**Problems to work on:**
1. Render the stretch of the rows from the line containing "trace: grey wood background" through the line containing "Now the grey" as a numbered list, leaving out any blank lines.
2. Write the next part of the piece on the Kinks' "You Really Got Me," picking up from where it stops.

** Start of Passage provided **

Pick of the Week
“You Really Got Me”, The Kinks (1964)
If you think about what else was playing on the radio in August of 1964, at the time, when the Kinks came out with “You Really Got Me”, it must have seemed very radical. It is like Michael J. Fox playing electric guitar in ‘Back to the Future” at the grad – he starts playing like Hendrix and Van Halen and the band and audience are wondering what the hell is going on. The heaviest pop songs out in 1964 were “A Hard Day’s Night” and “Do Wah Diddy Diddy”.
The interesting dynamic with the Kinks is that the two principal players in the band, leader and vocalist Ray and aggressive guitar player Dave, hated each other. They were even known to scrap on stage upon occasion. This set the stage for an interesting dynamic in 1964 when they were under pressure to produce a hit single after their first two failed and Ray fought for one more chance. The strange emotional power of this song is possibly born of that angst.

** End of Passage provided **
** Start of Exercise input **

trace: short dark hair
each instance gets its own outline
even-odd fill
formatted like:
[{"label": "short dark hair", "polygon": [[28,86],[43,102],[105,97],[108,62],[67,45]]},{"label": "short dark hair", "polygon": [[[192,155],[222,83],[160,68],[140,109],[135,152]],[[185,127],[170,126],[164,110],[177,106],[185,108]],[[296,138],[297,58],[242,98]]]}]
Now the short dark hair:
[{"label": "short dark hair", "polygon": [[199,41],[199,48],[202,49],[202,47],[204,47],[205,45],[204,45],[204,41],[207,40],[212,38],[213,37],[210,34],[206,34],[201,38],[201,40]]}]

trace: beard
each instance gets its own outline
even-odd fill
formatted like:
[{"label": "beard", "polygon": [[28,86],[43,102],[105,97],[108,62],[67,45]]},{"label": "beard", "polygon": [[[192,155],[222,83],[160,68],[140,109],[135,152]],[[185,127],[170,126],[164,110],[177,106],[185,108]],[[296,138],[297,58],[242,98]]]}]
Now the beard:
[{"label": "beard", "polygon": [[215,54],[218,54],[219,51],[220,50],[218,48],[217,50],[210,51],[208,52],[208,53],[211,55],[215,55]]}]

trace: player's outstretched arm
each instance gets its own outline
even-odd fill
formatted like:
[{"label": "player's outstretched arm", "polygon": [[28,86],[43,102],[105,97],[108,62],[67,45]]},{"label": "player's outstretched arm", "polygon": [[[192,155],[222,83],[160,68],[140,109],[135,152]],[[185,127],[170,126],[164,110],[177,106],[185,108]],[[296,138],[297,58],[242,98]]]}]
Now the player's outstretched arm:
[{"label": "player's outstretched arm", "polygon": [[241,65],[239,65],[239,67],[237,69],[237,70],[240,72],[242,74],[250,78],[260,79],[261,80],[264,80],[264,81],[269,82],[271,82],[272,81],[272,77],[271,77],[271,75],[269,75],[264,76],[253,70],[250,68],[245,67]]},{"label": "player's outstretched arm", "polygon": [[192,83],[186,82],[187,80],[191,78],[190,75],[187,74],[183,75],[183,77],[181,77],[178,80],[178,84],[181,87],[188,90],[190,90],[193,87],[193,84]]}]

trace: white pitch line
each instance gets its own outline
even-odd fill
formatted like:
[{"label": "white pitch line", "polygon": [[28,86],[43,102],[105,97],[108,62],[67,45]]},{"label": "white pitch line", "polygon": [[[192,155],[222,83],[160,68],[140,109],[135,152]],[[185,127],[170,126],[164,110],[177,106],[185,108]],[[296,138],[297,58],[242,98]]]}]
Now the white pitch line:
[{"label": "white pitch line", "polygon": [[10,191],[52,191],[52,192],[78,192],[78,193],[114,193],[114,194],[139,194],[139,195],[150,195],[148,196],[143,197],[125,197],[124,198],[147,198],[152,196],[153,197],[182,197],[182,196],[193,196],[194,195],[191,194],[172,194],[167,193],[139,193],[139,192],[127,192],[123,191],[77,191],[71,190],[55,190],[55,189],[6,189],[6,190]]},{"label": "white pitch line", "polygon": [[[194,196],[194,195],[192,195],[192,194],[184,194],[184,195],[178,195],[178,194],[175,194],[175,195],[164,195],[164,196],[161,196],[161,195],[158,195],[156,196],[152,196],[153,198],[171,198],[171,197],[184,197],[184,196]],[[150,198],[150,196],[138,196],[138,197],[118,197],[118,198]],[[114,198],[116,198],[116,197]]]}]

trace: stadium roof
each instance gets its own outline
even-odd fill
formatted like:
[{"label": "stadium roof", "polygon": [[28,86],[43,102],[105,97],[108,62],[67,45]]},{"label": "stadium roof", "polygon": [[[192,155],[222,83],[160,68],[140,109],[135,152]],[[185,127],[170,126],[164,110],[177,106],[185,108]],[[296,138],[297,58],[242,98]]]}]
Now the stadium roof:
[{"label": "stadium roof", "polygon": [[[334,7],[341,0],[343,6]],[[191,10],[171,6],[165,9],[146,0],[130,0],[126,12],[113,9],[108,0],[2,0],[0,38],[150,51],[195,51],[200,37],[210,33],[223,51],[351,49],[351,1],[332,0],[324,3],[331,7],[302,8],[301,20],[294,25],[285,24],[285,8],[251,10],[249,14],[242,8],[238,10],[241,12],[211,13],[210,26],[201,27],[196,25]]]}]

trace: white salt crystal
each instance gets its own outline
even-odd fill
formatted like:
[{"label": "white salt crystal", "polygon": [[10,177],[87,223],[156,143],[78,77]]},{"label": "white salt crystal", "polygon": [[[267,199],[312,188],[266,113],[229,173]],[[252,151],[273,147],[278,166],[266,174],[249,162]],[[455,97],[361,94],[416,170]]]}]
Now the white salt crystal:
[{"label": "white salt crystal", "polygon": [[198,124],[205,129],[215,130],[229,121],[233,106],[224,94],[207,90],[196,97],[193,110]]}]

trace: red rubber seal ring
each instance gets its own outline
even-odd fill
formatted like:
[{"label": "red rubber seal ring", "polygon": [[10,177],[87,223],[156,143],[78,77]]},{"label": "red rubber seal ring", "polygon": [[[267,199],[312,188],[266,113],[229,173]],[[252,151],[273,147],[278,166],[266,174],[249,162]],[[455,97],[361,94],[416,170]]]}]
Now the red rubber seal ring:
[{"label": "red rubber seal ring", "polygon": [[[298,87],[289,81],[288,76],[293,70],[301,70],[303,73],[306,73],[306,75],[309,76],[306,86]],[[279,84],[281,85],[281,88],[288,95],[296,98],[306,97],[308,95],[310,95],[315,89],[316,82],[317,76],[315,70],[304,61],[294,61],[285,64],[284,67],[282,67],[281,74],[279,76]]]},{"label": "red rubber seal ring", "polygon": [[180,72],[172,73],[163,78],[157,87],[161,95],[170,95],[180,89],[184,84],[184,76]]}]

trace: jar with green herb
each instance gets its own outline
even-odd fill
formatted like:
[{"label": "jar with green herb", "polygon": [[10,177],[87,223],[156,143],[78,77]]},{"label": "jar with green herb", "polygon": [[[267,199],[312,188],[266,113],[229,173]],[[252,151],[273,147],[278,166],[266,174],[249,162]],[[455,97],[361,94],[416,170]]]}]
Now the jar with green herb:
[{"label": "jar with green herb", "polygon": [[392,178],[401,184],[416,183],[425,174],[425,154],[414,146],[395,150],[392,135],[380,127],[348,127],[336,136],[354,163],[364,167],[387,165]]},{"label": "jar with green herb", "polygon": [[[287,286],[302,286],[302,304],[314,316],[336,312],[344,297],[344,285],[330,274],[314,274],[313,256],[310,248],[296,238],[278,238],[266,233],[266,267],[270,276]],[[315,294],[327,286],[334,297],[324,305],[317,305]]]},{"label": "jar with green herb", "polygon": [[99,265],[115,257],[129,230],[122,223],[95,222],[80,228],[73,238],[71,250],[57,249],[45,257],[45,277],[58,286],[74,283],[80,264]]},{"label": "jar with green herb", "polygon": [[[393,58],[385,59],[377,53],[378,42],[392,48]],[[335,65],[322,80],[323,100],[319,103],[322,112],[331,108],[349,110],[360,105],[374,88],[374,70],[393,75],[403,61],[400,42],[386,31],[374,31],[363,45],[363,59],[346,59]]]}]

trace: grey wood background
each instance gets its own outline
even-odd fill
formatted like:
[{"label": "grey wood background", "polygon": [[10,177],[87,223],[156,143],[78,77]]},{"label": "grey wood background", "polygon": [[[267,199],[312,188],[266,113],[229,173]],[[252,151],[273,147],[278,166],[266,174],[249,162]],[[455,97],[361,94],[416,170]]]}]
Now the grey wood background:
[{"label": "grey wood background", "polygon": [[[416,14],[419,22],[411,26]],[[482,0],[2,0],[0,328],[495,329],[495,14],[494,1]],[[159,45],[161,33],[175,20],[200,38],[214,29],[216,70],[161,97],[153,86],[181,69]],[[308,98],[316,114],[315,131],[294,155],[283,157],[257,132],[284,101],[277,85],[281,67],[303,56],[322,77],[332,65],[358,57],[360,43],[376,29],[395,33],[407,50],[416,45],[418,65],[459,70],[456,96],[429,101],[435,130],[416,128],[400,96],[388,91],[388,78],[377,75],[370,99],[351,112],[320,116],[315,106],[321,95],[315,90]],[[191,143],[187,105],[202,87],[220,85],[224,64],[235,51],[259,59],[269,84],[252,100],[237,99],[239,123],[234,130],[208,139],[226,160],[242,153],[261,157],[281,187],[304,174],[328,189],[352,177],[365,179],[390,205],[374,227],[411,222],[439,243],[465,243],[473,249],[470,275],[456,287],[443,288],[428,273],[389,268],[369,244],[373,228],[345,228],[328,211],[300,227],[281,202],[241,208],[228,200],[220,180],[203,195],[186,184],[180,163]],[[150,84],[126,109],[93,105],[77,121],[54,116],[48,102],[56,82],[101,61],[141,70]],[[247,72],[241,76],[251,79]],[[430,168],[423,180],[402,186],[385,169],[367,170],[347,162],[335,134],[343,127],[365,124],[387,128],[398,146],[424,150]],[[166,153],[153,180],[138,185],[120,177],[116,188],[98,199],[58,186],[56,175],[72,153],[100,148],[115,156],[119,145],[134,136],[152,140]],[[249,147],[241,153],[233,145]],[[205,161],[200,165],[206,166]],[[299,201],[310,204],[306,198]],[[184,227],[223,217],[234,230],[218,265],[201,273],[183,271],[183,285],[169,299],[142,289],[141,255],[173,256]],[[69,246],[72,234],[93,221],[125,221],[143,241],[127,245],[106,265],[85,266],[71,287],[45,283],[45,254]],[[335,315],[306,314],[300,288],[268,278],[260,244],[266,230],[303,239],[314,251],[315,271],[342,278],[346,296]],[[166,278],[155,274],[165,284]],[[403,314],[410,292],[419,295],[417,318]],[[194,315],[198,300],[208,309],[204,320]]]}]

** End of Exercise input **

**Answer set:**
1.
1. trace: grey wood background
2. each instance gets its own outline
3. even-odd fill
4. formatted like:
5. [{"label": "grey wood background", "polygon": [[10,177],[87,223],[156,143],[78,77]]},{"label": "grey wood background", "polygon": [[[267,199],[312,188],[266,113],[229,173]],[[252,151],[273,147],[278,166],[266,174],[249,162]],[[455,97],[361,94],[416,170]]]}]
6. Now the grey wood background:

2.
1964 was a pretty good year for music with songs like the Supremes “Where Did Our Love Go”, The Animals “House of the Rising Sun”, The Beach Boys “I Get Around” and “Don’t Worry Baby “and the Beatles “I Want to Hold Your Hand”, and “I Saw Her Standing There”. When they first put this one out and you heard the opening onslaught of the F/G power chord through the purposely fractured speaker by brother Dave Davies and heard Ray’s vocals rising to a snarling fever pitch, . you knew this was nothing you had heard before. The guitar solo was a hectic, unstructured barrage somewhat reminiscent of Chuck Berry or Eddie Cochrane, with a serious blues influence. but raw and unbridled. Some said this was really Jimmy Page who worked as a studio musician on the first album – but actually he did not come into the studio for several weeks after this was recorded. It was a 17 year old Dave Davies who ripped this one off.
Sometimes things that are not intentional result in something good. It has been called “the track which invented heavy metal”1 With a power chord onslaught from a purposely fractured speaker, “You Really Got Me” was born.
Bands like ‘The Who’ and ‘The Rolling Stones’ would soon swoop in and take this style away from the Kinks and go forward, but in the summer of ’64 the Davies Brothers had their 15 minutes of fame, and then some - and went on to have much more.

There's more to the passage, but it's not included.